WHAT YOU HAVE TO DO:
Where does the word "marker" show up in the records? Copy every line that holds it.

BEGIN DATASET EXCERPTS

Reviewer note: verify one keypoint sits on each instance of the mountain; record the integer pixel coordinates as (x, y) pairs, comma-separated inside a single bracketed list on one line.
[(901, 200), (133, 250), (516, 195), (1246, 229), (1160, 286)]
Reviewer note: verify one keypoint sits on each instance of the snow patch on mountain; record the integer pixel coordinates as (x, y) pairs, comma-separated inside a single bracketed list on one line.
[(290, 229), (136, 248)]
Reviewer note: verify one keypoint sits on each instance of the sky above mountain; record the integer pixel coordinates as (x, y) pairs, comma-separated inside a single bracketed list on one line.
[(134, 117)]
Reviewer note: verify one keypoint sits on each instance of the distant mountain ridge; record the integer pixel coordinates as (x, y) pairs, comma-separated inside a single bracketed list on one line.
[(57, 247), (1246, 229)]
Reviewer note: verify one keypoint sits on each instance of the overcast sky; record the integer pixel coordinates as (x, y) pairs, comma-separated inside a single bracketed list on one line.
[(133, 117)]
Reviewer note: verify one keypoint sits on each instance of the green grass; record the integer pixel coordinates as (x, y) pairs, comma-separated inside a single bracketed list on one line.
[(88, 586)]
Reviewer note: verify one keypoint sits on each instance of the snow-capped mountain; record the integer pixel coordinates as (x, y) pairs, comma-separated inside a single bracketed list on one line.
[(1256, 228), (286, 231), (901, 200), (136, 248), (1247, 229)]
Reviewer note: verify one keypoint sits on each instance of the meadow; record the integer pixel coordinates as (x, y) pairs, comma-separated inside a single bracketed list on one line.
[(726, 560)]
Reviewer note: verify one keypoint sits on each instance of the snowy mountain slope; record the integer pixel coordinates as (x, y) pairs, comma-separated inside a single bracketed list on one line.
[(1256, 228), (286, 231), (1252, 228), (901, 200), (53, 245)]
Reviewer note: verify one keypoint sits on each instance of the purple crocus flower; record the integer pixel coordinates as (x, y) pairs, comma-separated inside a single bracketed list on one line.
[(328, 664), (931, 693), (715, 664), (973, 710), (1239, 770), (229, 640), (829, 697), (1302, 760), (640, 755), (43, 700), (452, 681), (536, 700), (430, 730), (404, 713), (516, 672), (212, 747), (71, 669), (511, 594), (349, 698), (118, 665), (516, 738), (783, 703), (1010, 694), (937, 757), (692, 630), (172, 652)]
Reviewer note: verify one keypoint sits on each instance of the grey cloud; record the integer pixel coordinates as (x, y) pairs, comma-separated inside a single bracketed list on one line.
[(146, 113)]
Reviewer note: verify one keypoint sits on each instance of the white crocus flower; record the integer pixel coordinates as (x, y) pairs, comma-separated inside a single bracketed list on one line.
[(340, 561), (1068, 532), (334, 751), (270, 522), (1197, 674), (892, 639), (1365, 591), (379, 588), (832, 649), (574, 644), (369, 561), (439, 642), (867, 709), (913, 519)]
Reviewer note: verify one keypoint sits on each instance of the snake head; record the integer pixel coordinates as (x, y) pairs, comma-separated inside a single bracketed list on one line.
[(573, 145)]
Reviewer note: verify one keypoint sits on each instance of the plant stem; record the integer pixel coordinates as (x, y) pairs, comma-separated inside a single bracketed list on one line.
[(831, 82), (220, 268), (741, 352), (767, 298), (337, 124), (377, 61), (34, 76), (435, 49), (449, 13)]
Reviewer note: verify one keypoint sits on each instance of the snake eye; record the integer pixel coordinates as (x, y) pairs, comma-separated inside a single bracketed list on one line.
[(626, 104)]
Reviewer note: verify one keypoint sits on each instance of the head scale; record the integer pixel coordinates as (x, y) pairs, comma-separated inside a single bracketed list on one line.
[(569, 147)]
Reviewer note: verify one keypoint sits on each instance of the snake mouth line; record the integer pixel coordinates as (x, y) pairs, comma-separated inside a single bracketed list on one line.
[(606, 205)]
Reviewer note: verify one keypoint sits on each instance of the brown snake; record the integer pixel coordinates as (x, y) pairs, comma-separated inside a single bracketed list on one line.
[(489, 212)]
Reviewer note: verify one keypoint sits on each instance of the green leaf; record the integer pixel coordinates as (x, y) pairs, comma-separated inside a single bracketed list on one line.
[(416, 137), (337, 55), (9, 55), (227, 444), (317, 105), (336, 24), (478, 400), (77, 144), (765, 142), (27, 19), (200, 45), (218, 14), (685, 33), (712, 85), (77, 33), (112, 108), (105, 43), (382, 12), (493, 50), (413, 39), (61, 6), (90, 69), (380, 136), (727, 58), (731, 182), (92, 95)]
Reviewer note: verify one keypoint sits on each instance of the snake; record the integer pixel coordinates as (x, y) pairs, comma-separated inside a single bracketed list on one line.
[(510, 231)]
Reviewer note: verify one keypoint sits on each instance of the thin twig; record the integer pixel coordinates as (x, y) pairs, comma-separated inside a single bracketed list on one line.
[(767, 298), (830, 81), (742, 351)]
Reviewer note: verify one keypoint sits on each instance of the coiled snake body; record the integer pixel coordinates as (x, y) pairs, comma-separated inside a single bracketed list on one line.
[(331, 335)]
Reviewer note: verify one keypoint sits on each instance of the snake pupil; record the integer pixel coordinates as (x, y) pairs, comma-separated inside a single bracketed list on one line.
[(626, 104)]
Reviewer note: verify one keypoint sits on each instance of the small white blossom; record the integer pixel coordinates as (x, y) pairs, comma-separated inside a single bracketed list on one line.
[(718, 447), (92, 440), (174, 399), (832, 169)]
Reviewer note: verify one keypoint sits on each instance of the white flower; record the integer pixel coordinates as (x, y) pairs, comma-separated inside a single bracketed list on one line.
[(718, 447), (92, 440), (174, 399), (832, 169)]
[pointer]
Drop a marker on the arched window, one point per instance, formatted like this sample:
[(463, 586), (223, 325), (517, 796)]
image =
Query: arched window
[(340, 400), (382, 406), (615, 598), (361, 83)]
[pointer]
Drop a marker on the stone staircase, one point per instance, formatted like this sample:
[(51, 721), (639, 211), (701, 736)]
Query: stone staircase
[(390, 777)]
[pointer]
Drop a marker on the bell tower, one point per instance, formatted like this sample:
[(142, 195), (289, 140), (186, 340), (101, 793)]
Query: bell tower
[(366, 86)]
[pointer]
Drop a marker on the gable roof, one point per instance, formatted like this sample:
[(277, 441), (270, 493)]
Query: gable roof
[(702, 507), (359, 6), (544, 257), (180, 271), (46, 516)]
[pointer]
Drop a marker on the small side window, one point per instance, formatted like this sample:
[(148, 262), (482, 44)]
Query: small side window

END DATASET EXCERPTS

WRITTEN SOLUTION:
Drop a marker on the arched window, one point per instance, formatted like this sample:
Drop a marker on the stone staircase, one point per instance, formatted like this sample:
Drop a marker on the bell tower, one point per instance, formatted like this sample:
Drop a marker on the gable roof, one point per instance, formatted like this sample:
Drop a marker on the small side window, one point per instance, formatted like this sample:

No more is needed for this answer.